*WORK REQUIRED*. Arrange all the entries below as a two-column CSV with the headers "entry_text" and "answer," one row per entry. Put each value in a single quoted field and replace its line breaks with spaces.

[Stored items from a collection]
____________________

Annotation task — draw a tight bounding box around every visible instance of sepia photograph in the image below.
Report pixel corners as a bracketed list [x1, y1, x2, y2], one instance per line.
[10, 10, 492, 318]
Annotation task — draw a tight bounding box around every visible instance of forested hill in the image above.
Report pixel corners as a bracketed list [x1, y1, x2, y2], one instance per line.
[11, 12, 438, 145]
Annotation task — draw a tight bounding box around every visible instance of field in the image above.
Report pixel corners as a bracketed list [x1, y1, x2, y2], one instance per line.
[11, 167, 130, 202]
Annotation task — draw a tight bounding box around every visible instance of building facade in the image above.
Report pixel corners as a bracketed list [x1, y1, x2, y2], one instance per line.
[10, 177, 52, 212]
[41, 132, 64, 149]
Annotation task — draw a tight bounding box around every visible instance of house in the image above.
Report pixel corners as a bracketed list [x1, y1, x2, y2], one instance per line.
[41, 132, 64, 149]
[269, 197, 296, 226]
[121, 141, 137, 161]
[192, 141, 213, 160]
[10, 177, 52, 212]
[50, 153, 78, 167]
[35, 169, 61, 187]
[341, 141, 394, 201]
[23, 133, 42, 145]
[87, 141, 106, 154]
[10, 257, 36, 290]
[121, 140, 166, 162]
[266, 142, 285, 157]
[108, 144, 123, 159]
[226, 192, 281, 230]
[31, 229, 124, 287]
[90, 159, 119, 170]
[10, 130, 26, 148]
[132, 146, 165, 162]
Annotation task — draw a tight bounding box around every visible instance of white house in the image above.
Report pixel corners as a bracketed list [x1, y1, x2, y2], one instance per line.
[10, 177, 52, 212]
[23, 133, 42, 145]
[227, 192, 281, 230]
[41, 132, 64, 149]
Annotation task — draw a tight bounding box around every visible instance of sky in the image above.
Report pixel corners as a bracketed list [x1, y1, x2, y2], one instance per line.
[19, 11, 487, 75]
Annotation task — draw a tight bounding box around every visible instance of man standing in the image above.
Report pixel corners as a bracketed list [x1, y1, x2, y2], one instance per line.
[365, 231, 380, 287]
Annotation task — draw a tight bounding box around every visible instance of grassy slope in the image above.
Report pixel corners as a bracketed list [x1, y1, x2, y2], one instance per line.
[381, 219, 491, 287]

____________________

*EXPECTED OUTPUT*.
entry_text,answer
"Annotation task — draw a tight bounding box around every visible instance of sepia photograph in the image below. Report pixel corners as a bracketed list [x1, y1, x2, y2], one instance per line.","[10, 10, 492, 318]"
"Annotation task — draw a tight bounding box around every visible instance of forested hill in the image above. Report pixel corners as a bracketed list [x1, y1, x2, y2], one instance per line.","[11, 12, 438, 145]"
"Annotation task — draw a tight bounding box around every visible instance of field in the image above. Report pixel corners as a bracketed list [x1, y1, x2, y2], one instance per line.","[11, 167, 130, 202]"
"Annotation task — draw a tight bounding box around every visible instance of building facade in the image above. Report pixel corners as a bracketed list [x1, y1, x2, y2], one instance per line.","[10, 177, 52, 212] [41, 132, 64, 149]"
"Annotation task — draw a tight bounding box around every visible instance of house in the image above. Report pixel corners as a bracketed list [x1, y1, x2, y2], one instance per line.","[41, 132, 64, 149] [269, 197, 296, 226] [121, 141, 137, 161] [192, 141, 213, 160] [10, 177, 52, 212] [50, 153, 78, 167] [35, 169, 61, 187] [341, 141, 394, 201] [23, 133, 42, 145] [87, 141, 106, 154] [10, 257, 36, 290] [121, 140, 166, 162] [266, 142, 285, 157] [108, 144, 123, 159] [226, 192, 281, 230] [31, 229, 124, 287] [90, 159, 119, 170] [10, 130, 26, 148] [132, 146, 165, 162]"
"Annotation task — draw a tight bounding box around every visible instance of white house in the image above. Report pixel corners as a bracketed list [x1, y1, x2, y2], one instance per line.","[10, 177, 52, 212] [23, 133, 42, 145] [227, 192, 281, 230] [41, 132, 64, 149]"
"Annotation task — draw a tight bounding box around every visible instance of sky in the image above. Report pixel corners as a bracketed list [x1, y1, x2, y2], one instance per line.","[19, 11, 487, 75]"
"Annotation task — draw a tight bounding box around every visible instance of man standing in the image above. Report pixel corners as a bracketed list [x1, y1, x2, y2], one instance per line.","[365, 231, 380, 287]"
"Annotation task — draw a tight bounding box around every visible instance of grassy slope in the image above. Report pixel corners as a bracketed list [x1, y1, x2, y2], one instance per line.","[381, 219, 491, 287]"